◆ **Yapılacaklar**
• 1. Alıntılanan metne göre Casiye 6. ayette Yüce Allah ne soruyor?
• 2. Alıntılanan metinde, iftiraya inanarak sürüklenen kişinin sorumlu olmasının nedenleri olarak yapmadığı söylenen şeylerin hepsini sırala.
• 3. Alıntılanan metinden bir bölümü aynen kopyala: "Şimdi cevap verelim: Siz" sözlerinin geçtiği yerden başla, "olma özelliği taşımaktadır." sözlerinden sonra dur.

◆ **Alıntılanan metin**
--- --- ---
Yüce Allah bu tür ziyaretlerin yapılmamasını emrediyor. Eğer sünnet yaşanacaksa gelen misafirin tavır ve davranışı ne olursa olsun müdahale etmemeleri gerekir.

Hadis kitaplarında, Allah’a Nebi Muhammed’e ve arkadaşlarına ağza alınmayacak iftiralar attıklarını biliyoruz. Bu iftiralar dışında bazı rivayetler de vardır ki göz ardı edilir. Üzerine sünger çekilir. Acaba bu Kur’an’a ters düşmeyen hadislere neden göz yumarlar! 
Kur’an’ın dinin tek kaynağı olduğunu, vahyin dışına kesinlikle çıkılmayacağını belirten ayetleri nereye koyacağız. Bir sözün güzel ve Kur’an’a uyumlu olması, Nebi Muhammed tarafından söylendiği anlamına da gelmez. 
Kur’an içerisindeki sözlerin en güzeli varken, sonrada uydurulmuş sözlere mi itibar edilecek. 
Casiye 6. Ayet: 
Bunlar Allah’ın sana aktardığı tümüyle gerçekleri içeren ayetleridir. Allah’a ve ayetlerine güvenmedikten sonra artık hangi söze (Hadise)  güvenecekler?
 

Görüldüğü gibi Kur’an yukarda ki tarifi yalanlıyor. Kur’an’ın tavsiye etmediği sünnet, sünnet değildir. Allah’ın rızası olacak bir eylemi ancak Allah ister.

Bakınız Casiye 6. Ayette Yüce Allah "Kuran'dan sonra hangi söze/hadise iman ediyorlar?" diye soruyor.  
Şimdi cevap verelim: Siz kimin sözüne iman ediyor sunuz?

Hadis kitaplarında Allah’a, Nebi Muhammed’e sayısız iftiralar yapılıyor. fakat Kur’an’a ters düşmeyen,  hatta Kur’an’dan başka kaynak aranmamasını belirten rivayetler de var. Bu hadislere neden iman edilmez?

Bir kişi sayısız iftiralarla dolu hadis bataklığına başkalarını sürüklese, sürüklenen kişi iftirayı fark etmeyip buna inanırsa, her iki kişide bundan sorumludur. Birincisi başkalarını yanlış yönlendirdiği için; diğeri de incelemediği, düşünmediği, araştırmadığı ve aklını kullanmadığı için sorumludur. Bir hadisin (sözün) Kuran'a uygun olması, o sözün Nebi Muhammed tarafından söylendiği anlamına gelmez. Böyle sözler bile "zan" olma özelliği taşımaktadır.
--- --- ---
◆ **Gösterilen liste**
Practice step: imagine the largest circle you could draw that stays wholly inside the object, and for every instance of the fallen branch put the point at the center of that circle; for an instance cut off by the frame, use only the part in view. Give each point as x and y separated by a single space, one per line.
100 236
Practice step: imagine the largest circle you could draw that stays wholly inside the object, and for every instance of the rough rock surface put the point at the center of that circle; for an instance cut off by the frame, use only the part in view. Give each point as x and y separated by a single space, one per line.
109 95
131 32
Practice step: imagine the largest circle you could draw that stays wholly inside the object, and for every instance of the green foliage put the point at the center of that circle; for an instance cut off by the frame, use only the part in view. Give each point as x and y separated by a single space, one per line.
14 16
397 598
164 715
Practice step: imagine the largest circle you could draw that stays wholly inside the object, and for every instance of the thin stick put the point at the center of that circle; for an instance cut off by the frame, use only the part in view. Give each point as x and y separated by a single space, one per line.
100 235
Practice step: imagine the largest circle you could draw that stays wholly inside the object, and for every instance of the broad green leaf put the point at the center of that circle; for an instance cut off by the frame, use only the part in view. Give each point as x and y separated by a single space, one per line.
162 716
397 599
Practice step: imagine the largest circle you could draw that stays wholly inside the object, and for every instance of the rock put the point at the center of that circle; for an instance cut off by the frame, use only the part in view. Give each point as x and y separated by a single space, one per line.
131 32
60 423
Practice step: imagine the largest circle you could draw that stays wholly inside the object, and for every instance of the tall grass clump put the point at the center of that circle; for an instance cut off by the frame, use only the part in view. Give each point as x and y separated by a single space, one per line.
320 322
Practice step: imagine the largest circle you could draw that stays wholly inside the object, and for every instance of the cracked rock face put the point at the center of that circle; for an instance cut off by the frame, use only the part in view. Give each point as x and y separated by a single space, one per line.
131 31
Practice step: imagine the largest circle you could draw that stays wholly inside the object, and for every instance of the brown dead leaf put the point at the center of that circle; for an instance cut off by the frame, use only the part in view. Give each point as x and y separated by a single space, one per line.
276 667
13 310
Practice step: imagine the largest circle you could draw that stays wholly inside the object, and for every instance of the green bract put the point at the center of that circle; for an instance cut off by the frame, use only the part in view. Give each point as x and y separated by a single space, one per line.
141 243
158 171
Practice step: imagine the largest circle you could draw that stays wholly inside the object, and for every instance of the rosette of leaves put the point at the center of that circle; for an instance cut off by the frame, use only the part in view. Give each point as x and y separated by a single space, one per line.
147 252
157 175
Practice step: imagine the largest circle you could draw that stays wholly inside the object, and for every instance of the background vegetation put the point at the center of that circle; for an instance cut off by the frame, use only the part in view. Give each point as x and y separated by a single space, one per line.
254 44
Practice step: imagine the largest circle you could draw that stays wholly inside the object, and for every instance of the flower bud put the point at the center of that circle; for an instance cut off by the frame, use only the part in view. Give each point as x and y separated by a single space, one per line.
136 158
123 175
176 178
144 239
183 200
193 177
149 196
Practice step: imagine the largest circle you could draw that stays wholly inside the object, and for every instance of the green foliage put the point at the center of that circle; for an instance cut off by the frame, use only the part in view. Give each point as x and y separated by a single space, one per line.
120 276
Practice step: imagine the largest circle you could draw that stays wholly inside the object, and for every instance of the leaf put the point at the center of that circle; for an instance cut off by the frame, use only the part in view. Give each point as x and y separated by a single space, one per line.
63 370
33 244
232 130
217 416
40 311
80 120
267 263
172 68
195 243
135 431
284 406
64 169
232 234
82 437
--- --- ---
◆ **Görevlerin cevapları**
• 1. "Kuran'dan sonra hangi söze/hadise iman ediyorlar?"

• 2.
- İncelemedi
- Düşünmedi
- Araştırmadı
- Aklını kullanmadı

• 3.
Şimdi cevap verelim: Siz kimin sözüne iman ediyor sunuz?

Hadis kitaplarında Allah’a, Nebi Muhammed’e sayısız iftiralar yapılıyor. fakat Kur’an’a ters düşmeyen,  hatta Kur’an’dan başka kaynak aranmamasını belirten rivayetler de var. Bu hadislere neden iman edilmez?

Bir kişi sayısız iftiralarla dolu hadis bataklığına başkalarını sürüklese, sürüklenen kişi iftirayı fark etmeyip buna inanırsa, her iki kişide bundan sorumludur. Birincisi başkalarını yanlış yönlendirdiği için; diğeri de incelemediği, düşünmediği, araştırmadığı ve aklını kullanmadığı için sorumludur. Bir hadisin (sözün) Kuran'a uygun olması, o sözün Nebi Muhammed tarafından söylendiği anlamına gelmez. Böyle sözler bile "zan" olma özelliği taşımaktadır.